Until this disease is properly recognized there's a vice effect. We must limit our activity and busyness levels to what the body quietly requests. But retirement/disability tends to be a downhill slide unless one is
1. wealthy enough to truly afford it
AND
2. has sufficient friends, family and something useful to do that one doesn't become even more vegetative than the disease would impel

I'm on disability myself and would rather work, but since I would not last a full day without sleeping on the job I don't have that option. Working a bit then getting fired would be a disaster! Had a part-time, project-based work at home option been available I could have avoided a ton of grief.

The only "answer" is to shift into an amount of work that is slightly under one's sustained physical capacity, including other normal life activities. That may not work for your employer; someone who can work half a day or 2 days per week doesn't fit into a normal workflow. IF what we were dealing with were generally understood or at least known to be a Big Deal, like cancer or HIV then the world at large would be more likely to work with us.
Right now there's no correct choice on the menu.
 
Thank you for the report, Jody!

It sounds to me like these three people had mild cases of CFS. I'm betting that those types of cases aren't well-represented in online support groups. I bet most people who post here have medium or severe CFS.

__Data excerpts__.
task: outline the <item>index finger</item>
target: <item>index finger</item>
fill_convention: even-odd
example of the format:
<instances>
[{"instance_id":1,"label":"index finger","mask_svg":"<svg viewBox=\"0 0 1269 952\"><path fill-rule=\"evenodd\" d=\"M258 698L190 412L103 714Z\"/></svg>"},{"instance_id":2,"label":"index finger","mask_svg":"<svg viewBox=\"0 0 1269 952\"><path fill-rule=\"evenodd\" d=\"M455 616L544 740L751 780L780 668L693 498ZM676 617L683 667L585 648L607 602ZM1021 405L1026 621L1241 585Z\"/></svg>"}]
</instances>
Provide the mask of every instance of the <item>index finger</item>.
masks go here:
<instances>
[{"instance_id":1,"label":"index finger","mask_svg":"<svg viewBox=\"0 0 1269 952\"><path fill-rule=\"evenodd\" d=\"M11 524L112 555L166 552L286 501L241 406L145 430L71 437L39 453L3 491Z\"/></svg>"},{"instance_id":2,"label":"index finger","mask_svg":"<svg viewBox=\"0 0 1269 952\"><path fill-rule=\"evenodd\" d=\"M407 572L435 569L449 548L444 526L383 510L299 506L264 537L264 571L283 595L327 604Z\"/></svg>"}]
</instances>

__Your assignment__.
Rewrite the stretch from "It sounds to" through "or severe CFS." in the text on living with CFS, substituting "moderate" for "mild".

__Answer section__.
It sounds to me like these three people had moderate cases of CFS. I'm betting that those types of cases aren't well-represented in online support groups. I bet most people who post here have medium or severe CFS.